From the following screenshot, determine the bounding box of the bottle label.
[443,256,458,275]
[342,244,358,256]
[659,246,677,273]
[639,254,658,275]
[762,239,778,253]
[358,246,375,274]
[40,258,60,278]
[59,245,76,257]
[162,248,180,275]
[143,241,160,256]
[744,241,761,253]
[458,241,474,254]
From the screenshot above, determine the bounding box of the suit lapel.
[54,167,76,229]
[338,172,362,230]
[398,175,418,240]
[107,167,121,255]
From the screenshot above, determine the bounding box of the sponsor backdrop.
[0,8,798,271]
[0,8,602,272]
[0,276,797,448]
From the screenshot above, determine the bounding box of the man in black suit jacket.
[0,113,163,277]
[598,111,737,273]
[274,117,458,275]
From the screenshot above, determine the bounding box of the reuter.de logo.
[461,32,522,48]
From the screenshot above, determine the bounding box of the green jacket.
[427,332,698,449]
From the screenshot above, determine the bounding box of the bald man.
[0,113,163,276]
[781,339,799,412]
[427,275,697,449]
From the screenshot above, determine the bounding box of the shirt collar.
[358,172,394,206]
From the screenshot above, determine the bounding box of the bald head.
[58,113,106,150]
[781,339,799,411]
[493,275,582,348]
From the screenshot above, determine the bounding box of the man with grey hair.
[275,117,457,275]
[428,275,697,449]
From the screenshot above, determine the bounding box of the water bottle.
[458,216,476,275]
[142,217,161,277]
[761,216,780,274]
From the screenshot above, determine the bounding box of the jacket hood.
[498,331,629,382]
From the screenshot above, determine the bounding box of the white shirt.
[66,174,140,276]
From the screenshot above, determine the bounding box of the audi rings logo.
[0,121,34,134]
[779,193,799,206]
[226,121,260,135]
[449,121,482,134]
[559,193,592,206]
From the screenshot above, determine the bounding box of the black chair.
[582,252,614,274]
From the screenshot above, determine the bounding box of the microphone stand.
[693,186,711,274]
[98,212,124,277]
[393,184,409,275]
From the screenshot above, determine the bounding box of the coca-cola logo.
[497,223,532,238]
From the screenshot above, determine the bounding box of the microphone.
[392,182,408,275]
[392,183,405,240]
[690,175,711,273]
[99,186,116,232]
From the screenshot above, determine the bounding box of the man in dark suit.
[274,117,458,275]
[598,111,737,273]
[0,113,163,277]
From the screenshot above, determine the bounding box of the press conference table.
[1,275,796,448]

____

What you have to do
The answer should be all the entries, restated with no word changed.

Written solution
From the following screenshot, determine the bounding box of the bottle label.
[443,256,458,275]
[342,244,358,256]
[659,246,677,273]
[639,254,658,275]
[762,239,778,253]
[358,246,375,274]
[40,258,60,278]
[59,245,76,257]
[162,248,180,275]
[143,241,160,256]
[744,241,761,253]
[458,241,474,254]
From the screenshot above, determine the bounding box of the suit lapel.
[54,167,76,229]
[338,172,362,230]
[398,175,418,240]
[107,167,121,255]
From the screenshot above, determine the bounding box of the sponsor backdrop.
[0,8,798,271]
[0,8,602,272]
[0,276,797,448]
From the screenshot above, determine the bounding box of the man in black suit jacket.
[0,113,163,277]
[598,111,737,273]
[274,117,458,275]
From the screenshot above, determine the bounding box of the reuter.de logo.
[461,32,522,48]
From the screenshot above, determine the bounding box of the green jacket.
[427,332,698,449]
From the screenshot above, determine the bounding box of the bald man.
[0,113,163,276]
[781,339,799,412]
[427,275,697,449]
From the screenshot above, determine the bounding box of the shirt collar.
[358,172,394,206]
From the screenshot above, determine the bounding box of the bald head.
[58,113,106,150]
[781,339,799,411]
[493,275,582,348]
From the screenshot above, determine the bounding box of the man with grey hair.
[275,117,457,275]
[428,275,697,449]
From the screenshot above, determine the bounding box of the water bottle.
[458,216,476,275]
[142,217,161,277]
[761,216,780,274]
From the screenshot above, determine the bounding box of the jacket hood.
[498,331,629,382]
From the screenshot above, determine the bounding box of the white shirt.
[66,174,140,276]
From the screenshot above, determine the bounding box of the audi rings logo.
[0,121,34,134]
[779,193,799,206]
[226,121,260,135]
[449,121,482,134]
[559,193,592,206]
From the screenshot above, determine the bounding box of the black chair.
[582,252,614,274]
From the screenshot above, determine the bounding box of the microphone stand.
[693,186,711,274]
[98,212,124,277]
[393,184,409,275]
From the screenshot above, determine the bounding box of the coca-cola logo.
[497,223,532,238]
From the screenshot above, determine the bounding box of the microphone.
[392,182,408,275]
[392,183,405,240]
[690,175,711,273]
[99,186,116,232]
From the screenshot above, determine the bounding box of the man in dark suit.
[274,117,458,275]
[598,111,737,273]
[0,113,163,277]
From the screenshot above, determine the bounding box of the press conference table.
[1,275,796,448]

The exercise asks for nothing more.